## [Data entries]
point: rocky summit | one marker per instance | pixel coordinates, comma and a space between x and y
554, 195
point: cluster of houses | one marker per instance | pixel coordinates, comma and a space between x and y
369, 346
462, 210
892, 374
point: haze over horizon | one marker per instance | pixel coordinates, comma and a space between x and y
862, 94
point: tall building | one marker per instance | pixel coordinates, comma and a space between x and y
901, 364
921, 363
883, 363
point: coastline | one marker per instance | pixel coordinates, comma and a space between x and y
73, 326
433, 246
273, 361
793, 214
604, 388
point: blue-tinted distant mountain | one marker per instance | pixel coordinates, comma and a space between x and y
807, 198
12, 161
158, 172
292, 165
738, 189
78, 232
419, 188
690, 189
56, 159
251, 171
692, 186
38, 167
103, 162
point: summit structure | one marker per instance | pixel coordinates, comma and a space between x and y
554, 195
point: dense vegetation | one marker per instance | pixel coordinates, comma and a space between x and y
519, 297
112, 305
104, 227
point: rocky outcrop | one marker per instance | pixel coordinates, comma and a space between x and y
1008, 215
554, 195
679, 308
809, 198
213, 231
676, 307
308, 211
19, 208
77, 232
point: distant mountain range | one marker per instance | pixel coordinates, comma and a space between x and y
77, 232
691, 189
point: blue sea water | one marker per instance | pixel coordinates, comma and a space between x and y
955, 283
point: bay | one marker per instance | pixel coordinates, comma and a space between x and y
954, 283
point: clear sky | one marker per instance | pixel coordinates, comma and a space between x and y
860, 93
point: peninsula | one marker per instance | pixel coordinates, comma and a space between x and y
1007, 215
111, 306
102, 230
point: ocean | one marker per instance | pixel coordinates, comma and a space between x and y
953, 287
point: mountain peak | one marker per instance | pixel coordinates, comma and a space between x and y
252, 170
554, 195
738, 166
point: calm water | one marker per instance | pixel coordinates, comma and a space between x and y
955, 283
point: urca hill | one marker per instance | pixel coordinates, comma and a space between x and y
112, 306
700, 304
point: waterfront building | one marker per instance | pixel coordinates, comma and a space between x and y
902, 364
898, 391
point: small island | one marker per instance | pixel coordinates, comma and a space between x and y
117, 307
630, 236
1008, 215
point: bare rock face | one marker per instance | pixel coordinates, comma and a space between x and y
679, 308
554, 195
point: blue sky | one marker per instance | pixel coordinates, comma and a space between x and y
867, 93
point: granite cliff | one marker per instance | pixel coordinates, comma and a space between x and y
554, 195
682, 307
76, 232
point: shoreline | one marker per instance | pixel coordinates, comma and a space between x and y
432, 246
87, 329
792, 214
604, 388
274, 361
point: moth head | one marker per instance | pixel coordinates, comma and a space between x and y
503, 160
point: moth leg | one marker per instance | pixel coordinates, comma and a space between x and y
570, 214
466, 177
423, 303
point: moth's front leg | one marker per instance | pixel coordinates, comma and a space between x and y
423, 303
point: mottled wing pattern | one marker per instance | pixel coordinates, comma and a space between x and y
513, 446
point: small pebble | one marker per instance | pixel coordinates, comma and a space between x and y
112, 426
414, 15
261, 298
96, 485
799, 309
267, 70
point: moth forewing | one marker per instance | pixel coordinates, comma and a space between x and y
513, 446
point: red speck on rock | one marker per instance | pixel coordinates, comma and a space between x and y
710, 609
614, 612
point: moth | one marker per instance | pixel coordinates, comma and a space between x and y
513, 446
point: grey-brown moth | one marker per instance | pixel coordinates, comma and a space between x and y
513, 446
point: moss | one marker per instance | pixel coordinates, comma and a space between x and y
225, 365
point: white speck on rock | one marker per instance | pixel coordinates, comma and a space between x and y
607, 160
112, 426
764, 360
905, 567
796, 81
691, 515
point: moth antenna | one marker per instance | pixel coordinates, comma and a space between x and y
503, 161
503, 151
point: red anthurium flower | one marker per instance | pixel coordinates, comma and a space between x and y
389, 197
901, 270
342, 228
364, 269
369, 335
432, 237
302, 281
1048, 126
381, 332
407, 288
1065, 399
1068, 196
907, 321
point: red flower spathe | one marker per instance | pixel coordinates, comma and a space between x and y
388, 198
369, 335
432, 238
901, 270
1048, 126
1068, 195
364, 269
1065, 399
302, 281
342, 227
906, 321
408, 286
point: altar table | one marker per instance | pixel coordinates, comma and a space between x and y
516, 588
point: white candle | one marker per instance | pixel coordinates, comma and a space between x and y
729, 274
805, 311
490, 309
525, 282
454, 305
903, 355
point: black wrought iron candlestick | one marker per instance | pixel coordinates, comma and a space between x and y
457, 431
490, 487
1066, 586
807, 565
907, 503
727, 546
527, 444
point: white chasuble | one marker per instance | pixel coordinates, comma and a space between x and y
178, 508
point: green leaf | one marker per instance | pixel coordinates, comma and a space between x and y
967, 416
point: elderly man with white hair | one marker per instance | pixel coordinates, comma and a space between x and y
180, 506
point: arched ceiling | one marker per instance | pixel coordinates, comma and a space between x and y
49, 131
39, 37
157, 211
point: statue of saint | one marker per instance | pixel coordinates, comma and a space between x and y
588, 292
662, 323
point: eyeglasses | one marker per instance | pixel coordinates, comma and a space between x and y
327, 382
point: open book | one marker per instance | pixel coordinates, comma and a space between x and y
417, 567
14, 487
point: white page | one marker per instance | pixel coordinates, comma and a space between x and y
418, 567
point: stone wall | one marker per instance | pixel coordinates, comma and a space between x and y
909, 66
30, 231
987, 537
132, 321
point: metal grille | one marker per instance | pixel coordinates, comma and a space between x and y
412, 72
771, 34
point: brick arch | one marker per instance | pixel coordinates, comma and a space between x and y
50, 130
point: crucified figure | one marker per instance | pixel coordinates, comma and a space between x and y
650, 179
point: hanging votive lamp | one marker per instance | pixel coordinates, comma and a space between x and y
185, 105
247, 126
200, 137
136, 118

## [Goal]
Retype every line of the listing above verbatim.

## [Exercise answer]
point: rocky summit | one marker per instance | pixel coordinates, comma and a space between x and y
554, 195
point: cluster of houses | one marker per instance | pixel coordinates, comma and a space between x and y
369, 346
462, 210
892, 374
point: haze over horizon | one marker per instance | pixel coordinates, comma and a space between x and y
862, 94
point: tall building | one marker per instance | pixel coordinates, comma and a space between x and y
901, 364
921, 363
883, 363
point: coastline | one marker per instance | pixel coordinates, comma and a space between x and y
73, 326
433, 246
273, 361
793, 214
604, 388
point: blue-tinted distant mountain | one marker per instance | pixel coordinates, comma and a space between x and y
807, 198
12, 161
158, 172
292, 165
738, 189
78, 232
419, 188
690, 189
56, 159
251, 171
692, 186
38, 167
103, 162
point: summit structure | one marker per instance | pixel coordinates, comma and a space between x and y
554, 195
point: dense vegetation | one marker per instance | pixel coordinates, comma and a space between x and y
519, 297
112, 305
104, 227
point: rocky outcrop | one marker per instance | pixel coordinates, comma and a space between x and y
1008, 215
554, 195
679, 308
809, 198
213, 231
676, 307
308, 211
19, 208
77, 232
point: distant mountain range | one marker per instance | pixel coordinates, comma and a space between x and y
77, 232
691, 189
point: blue sea water | one marker per instance | pixel coordinates, comma and a space between x and y
955, 283
point: bay | one marker per instance | pixel coordinates, comma and a space between x and y
954, 283
point: clear sky | one marker per instance | pixel coordinates, comma and a space between x and y
860, 93
point: peninsula | one marker per instance | pixel coordinates, comma and a space between x and y
1007, 215
111, 306
102, 230
point: ocean | one marker per instance | pixel coordinates, comma and a space between x and y
953, 287
point: mountain peak | one marker per instance | pixel coordinates, comma and a space between x and y
252, 170
554, 195
738, 166
point: calm water | one marker per instance | pixel coordinates, comma and a space between x and y
955, 283
point: urca hill | one marker per instance | pixel coordinates, comma and a space between x and y
112, 306
700, 304
point: waterfront building | one marker per instance | pixel coordinates, comma and a space between x and y
902, 364
898, 391
point: small island | one marker per instance | pixel coordinates, comma and a space between x and y
117, 307
630, 236
1008, 215
point: bare rock face | one marker per instance | pixel coordinates, comma and a space between x and y
679, 308
554, 195
point: blue sky | one marker per instance | pixel coordinates, comma and a space between x and y
867, 93
point: granite cliff | one marker per instance | pixel coordinates, comma and a space between x and y
554, 195
682, 307
76, 232
point: shoreline | one marker per instance | pixel coordinates, comma and a space between x and y
432, 246
87, 329
792, 214
604, 388
274, 361
point: moth head | one marker per instance | pixel coordinates, comma and a space between x and y
503, 160
point: moth leg | one marker per instance | pixel coordinates, comma and a space between x and y
570, 214
466, 177
423, 303
point: moth's front leg | one marker per instance | pixel coordinates, comma and a space between x and y
423, 303
point: mottled wing pattern | one marker per instance | pixel coordinates, comma and a space between x and y
513, 446
point: small pebble | one marker per instance | pixel coordinates, comma and a space between x and y
112, 426
414, 15
261, 298
96, 485
799, 309
267, 70
point: moth forewing | one marker per instance | pixel coordinates, comma and a space between x and y
513, 446
point: red speck on rock | one marker per instance | pixel coordinates, comma and a space between x and y
710, 609
614, 612
point: moth | one marker per instance | pixel coordinates, comma and a space between x and y
513, 446
point: grey-brown moth | one marker per instance | pixel coordinates, comma and a space between x and y
513, 446
point: moss | one marker per instance | pixel coordinates, comma and a space between x and y
225, 365
point: white speck on rock | one marker per instance | pixel coordinates, comma and a space between x and y
607, 160
112, 426
764, 360
905, 567
796, 81
691, 515
point: moth antenna | one marker per instance | pixel coordinates, comma and a space between x and y
503, 161
503, 151
point: red anthurium flower | one marker per instance | pixel coordinates, comma and a space between x and y
389, 197
901, 270
342, 228
364, 269
369, 335
432, 237
302, 281
1048, 126
381, 332
407, 288
1065, 399
1068, 196
907, 321
point: red flower spathe | one marker per instance | pixel coordinates, comma and a space between x and y
388, 198
369, 335
432, 238
901, 270
1048, 126
1068, 195
364, 269
1065, 399
302, 281
342, 227
906, 321
408, 286
point: altar table | one marker per instance | pixel coordinates, comma and a space between x and y
516, 588
point: white candle | one marker per instance | pixel coordinates, comma and a space between x and y
729, 274
805, 311
490, 309
525, 282
454, 305
903, 355
point: black wrought iron candlestick | one marker per instance | pixel coordinates, comma and a space between x and y
457, 431
490, 487
1066, 586
807, 565
907, 503
727, 546
527, 444
point: white chasuble | one marker per instance | pixel coordinates, comma and a space between x and y
178, 508
point: green leaf | one marker per instance | pixel coordinates, comma and a space between x and y
967, 416
point: elderly man with white hair | one marker per instance | pixel coordinates, comma and a space between x and y
180, 506
point: arched ceiling | one marker per instance | pixel coordinates, comma and a space between x and y
49, 131
39, 37
157, 211
point: statue of saint | one marker per instance | pixel coordinates, comma and a space between x and y
588, 292
662, 323
point: eyeglasses | one marker per instance | pixel coordinates, comma and a space between x and y
327, 382
point: open book | one marker per instance | pixel coordinates, comma and a space between x and y
417, 567
14, 487
point: white page | one marker per instance | pixel coordinates, comma and a space between x and y
418, 567
point: stone wall | one marker per instance | pixel coordinates, comma and a space between x and y
909, 66
30, 231
987, 537
132, 321
point: metal grille | one marker per instance | pixel coordinates, comma and a space between x and y
412, 72
771, 34
point: brick arch | one marker per instance | pixel coordinates, comma and a space between x and y
50, 130
point: crucified figure | one marker per instance | pixel coordinates, comma and a space between x and y
650, 179
point: hanging votive lamp | one marker per instance | pixel coordinates, comma and a space between x and y
185, 105
247, 126
200, 137
136, 118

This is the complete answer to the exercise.